• **Given problem**
Locate the line that contains "Pick out every instance of the stovetop" in the entries below. Retype it and all following lines through the final one, character for character.

• **Records of labeled points**
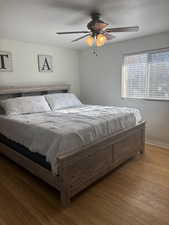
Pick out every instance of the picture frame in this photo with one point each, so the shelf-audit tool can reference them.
(6, 61)
(45, 63)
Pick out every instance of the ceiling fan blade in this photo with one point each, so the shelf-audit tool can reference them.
(74, 32)
(123, 29)
(70, 5)
(109, 36)
(77, 39)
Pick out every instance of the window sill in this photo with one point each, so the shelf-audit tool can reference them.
(146, 99)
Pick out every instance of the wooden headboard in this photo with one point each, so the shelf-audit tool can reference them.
(12, 92)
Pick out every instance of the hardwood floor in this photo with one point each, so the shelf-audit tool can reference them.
(137, 193)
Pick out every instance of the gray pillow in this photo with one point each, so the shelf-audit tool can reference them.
(62, 100)
(24, 105)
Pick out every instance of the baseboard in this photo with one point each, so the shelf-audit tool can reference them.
(158, 144)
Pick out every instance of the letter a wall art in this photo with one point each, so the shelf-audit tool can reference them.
(5, 61)
(45, 63)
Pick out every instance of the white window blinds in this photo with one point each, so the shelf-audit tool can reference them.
(146, 75)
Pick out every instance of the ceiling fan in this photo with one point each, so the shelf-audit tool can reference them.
(98, 31)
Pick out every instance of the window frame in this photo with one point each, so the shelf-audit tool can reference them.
(123, 74)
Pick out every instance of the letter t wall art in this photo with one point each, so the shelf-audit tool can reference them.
(5, 61)
(45, 63)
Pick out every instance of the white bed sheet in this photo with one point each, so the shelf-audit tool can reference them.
(55, 133)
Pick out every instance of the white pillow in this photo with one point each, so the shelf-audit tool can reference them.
(62, 100)
(24, 105)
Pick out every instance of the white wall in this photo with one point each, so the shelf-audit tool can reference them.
(100, 79)
(25, 66)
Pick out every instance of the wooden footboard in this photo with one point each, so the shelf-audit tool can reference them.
(79, 170)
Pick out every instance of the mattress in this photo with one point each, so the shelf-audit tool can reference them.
(56, 133)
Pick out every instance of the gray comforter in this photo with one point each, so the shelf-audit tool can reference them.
(55, 133)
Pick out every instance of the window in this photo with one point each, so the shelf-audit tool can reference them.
(146, 75)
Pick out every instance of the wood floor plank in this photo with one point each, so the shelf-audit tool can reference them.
(137, 193)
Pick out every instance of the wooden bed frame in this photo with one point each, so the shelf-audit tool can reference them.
(78, 170)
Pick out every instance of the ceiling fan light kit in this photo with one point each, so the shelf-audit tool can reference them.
(98, 32)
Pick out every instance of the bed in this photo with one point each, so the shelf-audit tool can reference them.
(83, 151)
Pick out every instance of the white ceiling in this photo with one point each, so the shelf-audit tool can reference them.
(39, 20)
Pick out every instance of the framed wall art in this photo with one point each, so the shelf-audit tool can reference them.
(5, 61)
(45, 63)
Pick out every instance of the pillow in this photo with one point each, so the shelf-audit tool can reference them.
(62, 100)
(24, 105)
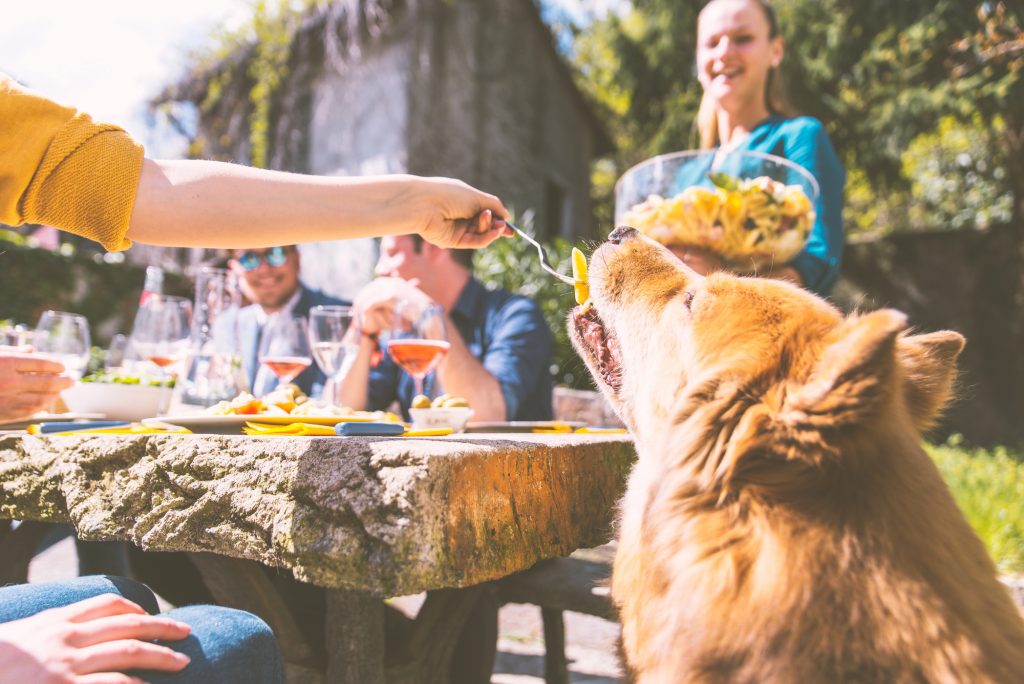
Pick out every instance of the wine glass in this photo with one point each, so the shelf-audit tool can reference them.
(419, 340)
(65, 338)
(335, 354)
(284, 347)
(162, 330)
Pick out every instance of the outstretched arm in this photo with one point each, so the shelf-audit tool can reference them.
(213, 204)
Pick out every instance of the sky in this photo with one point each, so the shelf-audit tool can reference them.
(109, 57)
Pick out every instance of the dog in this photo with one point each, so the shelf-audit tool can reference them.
(782, 522)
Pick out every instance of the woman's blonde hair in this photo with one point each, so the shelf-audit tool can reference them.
(775, 99)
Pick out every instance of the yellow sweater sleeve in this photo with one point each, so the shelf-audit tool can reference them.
(60, 168)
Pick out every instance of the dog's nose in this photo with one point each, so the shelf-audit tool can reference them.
(623, 232)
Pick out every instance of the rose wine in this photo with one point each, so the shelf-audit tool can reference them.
(286, 368)
(418, 357)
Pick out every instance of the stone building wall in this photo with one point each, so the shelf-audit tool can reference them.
(492, 104)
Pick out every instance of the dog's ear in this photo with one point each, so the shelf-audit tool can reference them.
(854, 375)
(929, 364)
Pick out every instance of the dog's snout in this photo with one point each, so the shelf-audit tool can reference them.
(623, 232)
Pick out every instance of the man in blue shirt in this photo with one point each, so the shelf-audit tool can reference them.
(500, 356)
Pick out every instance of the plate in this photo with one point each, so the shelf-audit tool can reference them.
(524, 426)
(233, 424)
(50, 418)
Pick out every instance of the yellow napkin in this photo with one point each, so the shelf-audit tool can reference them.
(430, 432)
(289, 430)
(557, 427)
(134, 428)
(307, 429)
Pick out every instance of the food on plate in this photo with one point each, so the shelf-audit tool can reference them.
(442, 401)
(290, 400)
(122, 378)
(748, 221)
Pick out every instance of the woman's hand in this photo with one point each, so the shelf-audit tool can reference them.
(29, 383)
(88, 642)
(458, 216)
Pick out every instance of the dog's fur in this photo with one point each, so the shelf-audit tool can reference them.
(782, 522)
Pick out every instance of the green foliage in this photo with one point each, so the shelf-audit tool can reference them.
(958, 177)
(105, 294)
(513, 264)
(988, 486)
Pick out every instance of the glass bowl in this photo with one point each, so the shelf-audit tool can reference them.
(749, 208)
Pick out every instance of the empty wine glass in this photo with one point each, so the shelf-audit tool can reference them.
(284, 347)
(162, 329)
(419, 340)
(65, 338)
(335, 354)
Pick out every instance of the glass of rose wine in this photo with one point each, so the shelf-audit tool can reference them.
(419, 340)
(161, 331)
(284, 347)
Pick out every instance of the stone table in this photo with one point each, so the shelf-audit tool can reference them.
(366, 518)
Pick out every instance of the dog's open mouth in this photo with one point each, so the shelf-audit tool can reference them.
(601, 346)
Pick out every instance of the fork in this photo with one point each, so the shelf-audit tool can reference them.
(545, 263)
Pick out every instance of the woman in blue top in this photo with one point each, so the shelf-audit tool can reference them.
(738, 52)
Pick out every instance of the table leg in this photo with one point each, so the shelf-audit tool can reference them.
(354, 638)
(437, 640)
(17, 546)
(244, 585)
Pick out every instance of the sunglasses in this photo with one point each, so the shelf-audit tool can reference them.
(274, 257)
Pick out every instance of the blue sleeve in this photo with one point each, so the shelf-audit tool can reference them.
(383, 385)
(519, 351)
(819, 262)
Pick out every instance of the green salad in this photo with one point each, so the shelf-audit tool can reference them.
(121, 378)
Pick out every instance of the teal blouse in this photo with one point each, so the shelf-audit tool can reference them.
(805, 141)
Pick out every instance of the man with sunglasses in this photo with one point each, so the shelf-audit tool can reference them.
(270, 279)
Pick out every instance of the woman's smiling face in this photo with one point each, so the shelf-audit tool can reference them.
(735, 51)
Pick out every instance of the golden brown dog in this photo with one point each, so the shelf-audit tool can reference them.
(782, 522)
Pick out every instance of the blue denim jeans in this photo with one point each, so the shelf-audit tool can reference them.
(225, 645)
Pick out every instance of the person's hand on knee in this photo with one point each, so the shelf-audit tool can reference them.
(89, 642)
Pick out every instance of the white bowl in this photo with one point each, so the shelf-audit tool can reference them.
(118, 402)
(429, 419)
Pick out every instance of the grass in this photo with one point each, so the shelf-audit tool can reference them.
(988, 485)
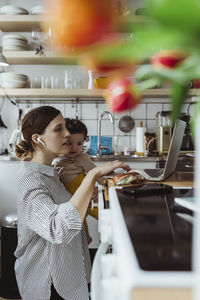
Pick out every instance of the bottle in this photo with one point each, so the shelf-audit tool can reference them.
(68, 80)
(127, 151)
(140, 144)
(91, 80)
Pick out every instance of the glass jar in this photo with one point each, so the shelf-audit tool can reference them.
(3, 131)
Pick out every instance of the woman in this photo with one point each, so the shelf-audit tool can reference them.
(52, 254)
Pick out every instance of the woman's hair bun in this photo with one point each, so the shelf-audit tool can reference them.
(23, 149)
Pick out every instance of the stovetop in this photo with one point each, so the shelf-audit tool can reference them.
(162, 240)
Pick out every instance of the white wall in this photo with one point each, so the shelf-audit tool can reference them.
(89, 113)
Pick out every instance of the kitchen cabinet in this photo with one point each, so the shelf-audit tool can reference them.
(26, 23)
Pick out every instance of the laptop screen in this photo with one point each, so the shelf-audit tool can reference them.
(174, 148)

• **The result**
Pick out every instance of the stovetop in this photo with one point each, so the shelf-audit tool can reference them.
(162, 240)
Pick out every instance of the white wall in this photo with one point each, so the shelf-audit tool can reference them.
(89, 113)
Pick out every instance of the kitchen cabinet in this photo with one point each, so the shelf-audit tool can reference them.
(26, 23)
Pick out every instance of the laptop screen in this photo with one point each, so the shelf-audit tool can reference them.
(174, 148)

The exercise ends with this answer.